* _Exercise prompt_: Copy every row below word for word, with no changes.

▬▬▬

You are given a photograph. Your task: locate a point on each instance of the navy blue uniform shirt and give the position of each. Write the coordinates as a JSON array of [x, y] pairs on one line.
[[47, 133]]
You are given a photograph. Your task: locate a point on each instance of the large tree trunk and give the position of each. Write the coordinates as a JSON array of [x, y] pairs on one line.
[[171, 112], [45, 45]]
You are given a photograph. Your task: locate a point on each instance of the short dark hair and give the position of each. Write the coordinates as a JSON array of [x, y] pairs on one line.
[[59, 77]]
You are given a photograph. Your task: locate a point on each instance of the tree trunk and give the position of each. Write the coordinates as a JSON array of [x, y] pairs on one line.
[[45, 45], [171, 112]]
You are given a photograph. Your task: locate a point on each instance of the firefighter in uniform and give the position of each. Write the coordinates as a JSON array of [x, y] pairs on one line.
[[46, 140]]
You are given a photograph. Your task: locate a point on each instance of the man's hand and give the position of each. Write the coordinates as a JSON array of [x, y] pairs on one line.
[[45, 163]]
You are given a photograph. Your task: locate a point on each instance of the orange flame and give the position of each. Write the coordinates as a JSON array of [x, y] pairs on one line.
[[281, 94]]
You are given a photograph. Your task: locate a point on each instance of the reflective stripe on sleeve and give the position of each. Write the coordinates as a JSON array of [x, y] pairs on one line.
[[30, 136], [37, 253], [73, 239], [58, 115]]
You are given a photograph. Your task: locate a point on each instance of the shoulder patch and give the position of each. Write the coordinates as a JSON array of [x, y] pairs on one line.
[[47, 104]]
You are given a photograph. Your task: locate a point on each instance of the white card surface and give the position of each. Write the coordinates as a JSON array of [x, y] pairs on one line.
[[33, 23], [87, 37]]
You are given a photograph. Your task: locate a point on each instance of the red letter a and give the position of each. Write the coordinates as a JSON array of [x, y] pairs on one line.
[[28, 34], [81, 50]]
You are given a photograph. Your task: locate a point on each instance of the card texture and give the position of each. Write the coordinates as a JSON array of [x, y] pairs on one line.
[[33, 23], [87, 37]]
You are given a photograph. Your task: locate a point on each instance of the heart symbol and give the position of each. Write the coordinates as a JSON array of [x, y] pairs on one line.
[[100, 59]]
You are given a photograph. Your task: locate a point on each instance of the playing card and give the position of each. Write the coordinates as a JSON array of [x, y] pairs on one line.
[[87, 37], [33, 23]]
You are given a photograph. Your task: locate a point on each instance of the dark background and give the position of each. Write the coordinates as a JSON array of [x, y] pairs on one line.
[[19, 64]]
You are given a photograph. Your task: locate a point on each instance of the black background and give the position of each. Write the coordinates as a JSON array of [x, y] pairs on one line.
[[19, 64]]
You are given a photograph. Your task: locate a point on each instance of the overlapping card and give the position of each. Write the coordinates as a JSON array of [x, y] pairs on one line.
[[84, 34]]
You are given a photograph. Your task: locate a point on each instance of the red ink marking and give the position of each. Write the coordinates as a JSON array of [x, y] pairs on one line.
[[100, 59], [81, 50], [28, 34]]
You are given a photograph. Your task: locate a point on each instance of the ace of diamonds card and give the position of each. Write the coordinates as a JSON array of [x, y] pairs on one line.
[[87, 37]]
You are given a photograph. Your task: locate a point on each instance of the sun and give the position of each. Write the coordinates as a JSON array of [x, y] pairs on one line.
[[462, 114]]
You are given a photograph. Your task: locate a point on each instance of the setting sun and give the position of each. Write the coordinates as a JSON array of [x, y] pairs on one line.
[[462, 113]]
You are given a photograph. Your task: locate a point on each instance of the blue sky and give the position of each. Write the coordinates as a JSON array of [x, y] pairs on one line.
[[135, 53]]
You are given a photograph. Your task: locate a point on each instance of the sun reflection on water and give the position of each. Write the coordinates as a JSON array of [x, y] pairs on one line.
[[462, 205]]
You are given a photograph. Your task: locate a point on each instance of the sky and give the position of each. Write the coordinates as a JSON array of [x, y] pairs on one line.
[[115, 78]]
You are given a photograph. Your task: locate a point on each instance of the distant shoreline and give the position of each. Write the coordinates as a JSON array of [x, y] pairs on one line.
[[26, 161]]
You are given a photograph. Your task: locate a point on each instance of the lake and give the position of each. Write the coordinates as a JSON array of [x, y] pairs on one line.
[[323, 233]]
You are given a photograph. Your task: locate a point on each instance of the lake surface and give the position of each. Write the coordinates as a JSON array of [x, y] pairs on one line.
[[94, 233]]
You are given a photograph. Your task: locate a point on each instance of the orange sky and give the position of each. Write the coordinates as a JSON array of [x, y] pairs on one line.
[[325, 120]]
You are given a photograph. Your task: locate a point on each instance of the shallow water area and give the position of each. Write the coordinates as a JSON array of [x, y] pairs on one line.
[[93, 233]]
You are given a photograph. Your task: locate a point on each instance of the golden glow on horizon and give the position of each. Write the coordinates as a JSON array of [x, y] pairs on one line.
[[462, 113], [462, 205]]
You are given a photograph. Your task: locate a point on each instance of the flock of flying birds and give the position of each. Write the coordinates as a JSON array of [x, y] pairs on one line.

▬▬▬

* _The output_:
You are given a photograph. Your task: locate a point on each instance of the navy blue uniform shirt and give the position of each. Write the coordinates as a JSON array of [x, y] pairs on one line.
[[47, 133]]
You are given a photograph. Your task: locate a point on each instance of the large tree trunk and give the position of each. Write the coordinates as a JSON array of [x, y] pairs on one line.
[[171, 112], [45, 45]]
You are given a photograph. Your task: locate a point on each instance of the short dark hair and give the position of each. Write the coordinates as a JSON array of [x, y] pairs on one line.
[[59, 77]]
You are given a photograph. Your task: locate a point on each instance of the tree trunk and give the position of each. Write the coordinates as a JSON array of [x, y] pairs on one line.
[[45, 45], [171, 112]]
You are given a photograph. Your task: locate a point on each instance of the firefighter in uniform and give the position of each. Write the coordinates as a JSON array of [x, y] pairs on one line.
[[46, 140]]
You are given a photograph. Your task: locate a point on each instance of the man's hand and give the position of each. Write the coordinates as a JSON array of [x, y] pairs on one line.
[[45, 163]]
You are given a photograph. Your task: locate a point on each instance of the orange flame and give the position of each. Write the coordinates as a JSON array of [x, y] pairs on one line.
[[281, 94]]
You are given a photograph. Your task: locate a point on each instance of the reflective stripe on sleeve and give the position of each. Write the coordinates as a JSON array of [x, y] pairs on one line.
[[30, 136], [37, 253], [73, 239], [58, 115]]
You are given a photograph. Your task: locate a point on each instance of the shoulder patch and give the position of each. Write the coordinates as a JSON array of [x, y] pairs on one line.
[[47, 104]]
You are given a photograph. Your task: locate a point on each instance of the white card surface and give the position of each. Write the coordinates as a JSON array of [x, y] pairs on one line.
[[33, 23], [87, 37]]
You are given a photograph. Your task: locate a point on each instance of the red letter a and give the position of each. Write the coordinates as a JSON array of [x, y] pairs on one line.
[[28, 34], [81, 50]]
You are given a photograph. Your task: locate a point on each instance of the card texture and give the position of each. Write the coordinates as a JSON array of [x, y] pairs on one line.
[[33, 23], [87, 37]]
You are given a photograph. Your task: locate a point on each instance of the heart symbol and give the position of each. Write the coordinates as a JSON array of [x, y] pairs on one line.
[[100, 59]]
You are given a photograph. Your task: locate a point on each instance of the playing card and give the position of each. Write the coordinates as a JSON array of [x, y] pairs on one line.
[[87, 37], [33, 23]]
You are given a photograph. Your task: locate a point on each instance of the dark background and give the position of each. Write the coordinates as a JSON array of [x, y] pairs on one line.
[[19, 64]]
You are given a photograph. Your task: locate a point on each instance of the black background and give the position of each. Write the coordinates as a JSON array of [x, y] pairs on one line.
[[19, 64]]
You are given a photograph. Your task: locate a point on each instance of the overlapping card and give the position of each. Write the coordinates as a JSON array of [x, y] pairs on one line.
[[84, 34]]
You are given a photograph. Your task: locate a point on each instance of the red ink marking and give the position of each. Write the coordinates as a JSON array of [x, y] pairs on one line.
[[100, 59], [81, 50], [28, 34]]
You are given a photograph. Your task: locate a point on each instance of the ace of diamonds card and give the position of each. Write the coordinates as a JSON array of [x, y] pairs on one line.
[[87, 37]]
You are given a photograph. Your task: locate a point on each instance of the sun and give the position of each. Write the coordinates as a JSON array of [x, y] pairs on one line.
[[462, 114]]
You are given a photograph. Your task: locate a point on each instance of the setting sun and give the position of each. Write the coordinates as a JSON array of [x, y] pairs on one line.
[[462, 113]]
You are given a photograph. Your task: locate a point on each instance of the blue sky and give the position of each. Write the coordinates as a JSON array of [x, y] pairs on one line.
[[135, 53]]
You are given a photograph. Your task: locate a point on each instance of the sun reflection on water and give the position of each. Write the coordinates as a JSON array of [x, y] pairs on one line.
[[462, 205]]
You are given a photograph. Your task: locate a point on each instance of the sky and give the position of each. Write the coordinates as a JSON array of [x, y] pairs on one line.
[[115, 78]]
You are given a photograph. Your task: locate a point on each instance of the distant shoreline and give the position of each. Write the coordinates as a JSON array of [x, y] pairs on one line.
[[26, 161]]
You are given a photograph. Your task: locate a point on each instance of the lake and give the position of each. Write the coordinates as a JSON array of [x, y] pairs on one line.
[[323, 233]]
You are given a photograph. Your task: locate a point on each instance of the lake surface and give the position of each. Write the coordinates as a JSON array of [x, y] pairs on one line.
[[94, 233]]
You are given a photograph. Your task: locate a point on each instance of the orange sky and give the position of each. Write the coordinates as a JSON array of [x, y] pairs on one line.
[[325, 120]]
You are given a photograph. Your task: locate a point on each instance of the shallow water area and give the position of each. Write the coordinates as a JSON array of [x, y] pairs on one line.
[[93, 233]]
You are given a photograph. Your task: locate a point on each instance of the golden glow on horizon and give the position of each. Write the coordinates as a JSON array of [x, y] pairs on one line.
[[462, 113], [462, 205]]
You are given a photograph. Your task: locate a point on each instance of the flock of flying birds and give the position of each. Write the coordinates as a JSON array of [x, y] pairs on one line.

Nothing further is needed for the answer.